[[ Excerpt open ]]

There is the further suggestion that even if there was probable cause, McCrackin should nonetheless have obtained a search warrant before making any search of the trailer. In this connection it is significant that McCrackin knew from the informant only that the bus might pass through Miami, Oklahoma, on its way to Illinois. In this context, the highly mobile nature of the van and its contents created exigent circumstances which in our view did not require that McCrackin obtain a search warrant before searching the trailer for marijuana. Chambers v. Maroney, 399 U.S. 42, 90 S.Ct. 1975, 26 L.Ed.2d 419 (1970); Carroll v. United States, 267 U.S. 132, 45 S.Ct. 280, 69 L.Ed. 543 (1925); and United States v. Bozada, 473 F.2d 389 (8th Cir. 1973), cert. denied, 411 U.S. 969, 93 S.Ct. 2161, 36 L.Ed.2d 691 (1973).

[[ Excerpt closed ]]
[[ Records shown open ]]

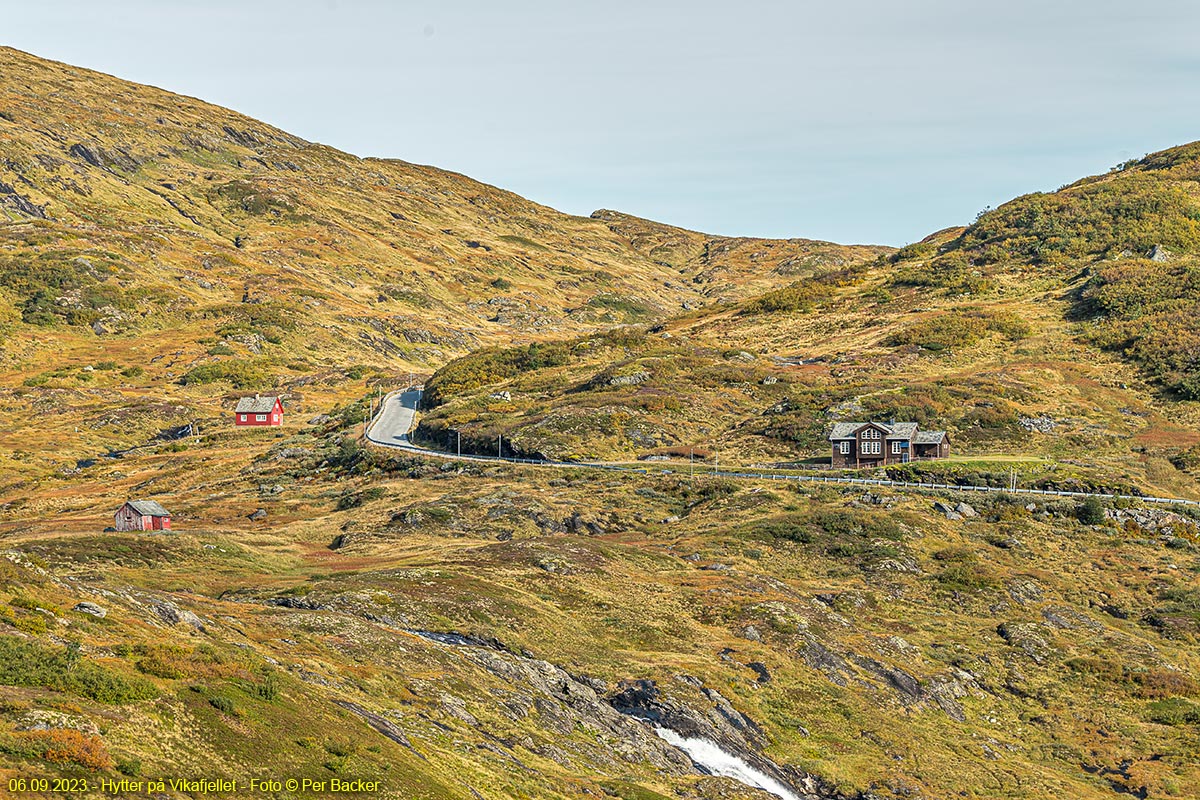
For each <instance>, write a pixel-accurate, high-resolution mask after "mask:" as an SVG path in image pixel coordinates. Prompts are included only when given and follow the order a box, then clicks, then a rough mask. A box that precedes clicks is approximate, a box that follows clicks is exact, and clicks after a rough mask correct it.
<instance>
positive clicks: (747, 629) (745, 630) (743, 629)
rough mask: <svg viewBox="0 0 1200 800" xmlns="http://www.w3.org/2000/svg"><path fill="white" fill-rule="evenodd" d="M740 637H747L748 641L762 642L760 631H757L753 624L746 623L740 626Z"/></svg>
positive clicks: (756, 629) (757, 628)
mask: <svg viewBox="0 0 1200 800" xmlns="http://www.w3.org/2000/svg"><path fill="white" fill-rule="evenodd" d="M742 638H743V639H749V640H750V642H762V633H760V632H758V628H756V627H755V626H754V625H746V626H745V627H744V628H742Z"/></svg>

[[ Records shown closed ]]

Task instructions:
1: Transcribe the part of the warrantless-search excerpt that begins at the words "There is the" and stops after "L.Ed.2d 691 (1973).".
2: Answer these from the warrantless-search excerpt:
(a) According to the informant, which town might the bus pass through?
(b) What was McCrackin searching the trailer for?
(c) In what year was Carroll v. United States decided?
3: Continue the warrantless-search excerpt from its last sentence.

Answers in order:
1:
There is the further suggestion that even if there was probable cause, McCrackin should nonetheless have obtained a search warrant before making any search of the trailer. In this connection it is significant that McCrackin knew from the informant only that the bus might pass through Miami, Oklahoma, on its way to Illinois. In this context, the highly mobile nature of the van and its contents created exigent circumstances which in our view did not require that McCrackin obtain a search warrant before searching the trailer for marijuana. Chambers v. Maroney, 399 U.S. 42, 90 S.Ct. 1975, 26 L.Ed.2d 419 (1970); Carroll v. United States, 267 U.S. 132, 45 S.Ct. 280, 69 L.Ed. 543 (1925); and United States v. Bozada, 473 F.2d 389 (8th Cir. 1973), cert. denied, 411 U.S. 969, 93 S.Ct. 2161, 36 L.Ed.2d 691 (1973).

2:
(a) Miami, Oklahoma
(b) Marijuana
(c) 1925

3:
The critical issue, as we see it, is whether, after locating the marijuana in the precise place in the trailer where the informant had said it would be, i.e., under a tarpaulin, the agents then had probable cause to believe that the various suitcases belonging to the twelve passengers in the bus also contained marijuana, or some other controlled substance. Our study of the record convinces us that there was no such probable cause.
In the first place, there was nothing in the informant's communication to agent McCrackin to indicate that any marijuana was being carried in the suitcases belonging to any of the passengers in the bus. Furthermore, there is nothing in the record to in anywise connect Rodriguez, or any other passenger for that matter, with the marijuana found in the trailer. Rodriguez was not charged with possession of marijuana with an intention to distribute. It was the driver of the bus who was charged. So, the question boils down to whether the finding of marijuana in gunny sacks covered by a tarpaulin in the trailer is itself sufficient to show probable cause to search the passengers' luggage. We think it does not.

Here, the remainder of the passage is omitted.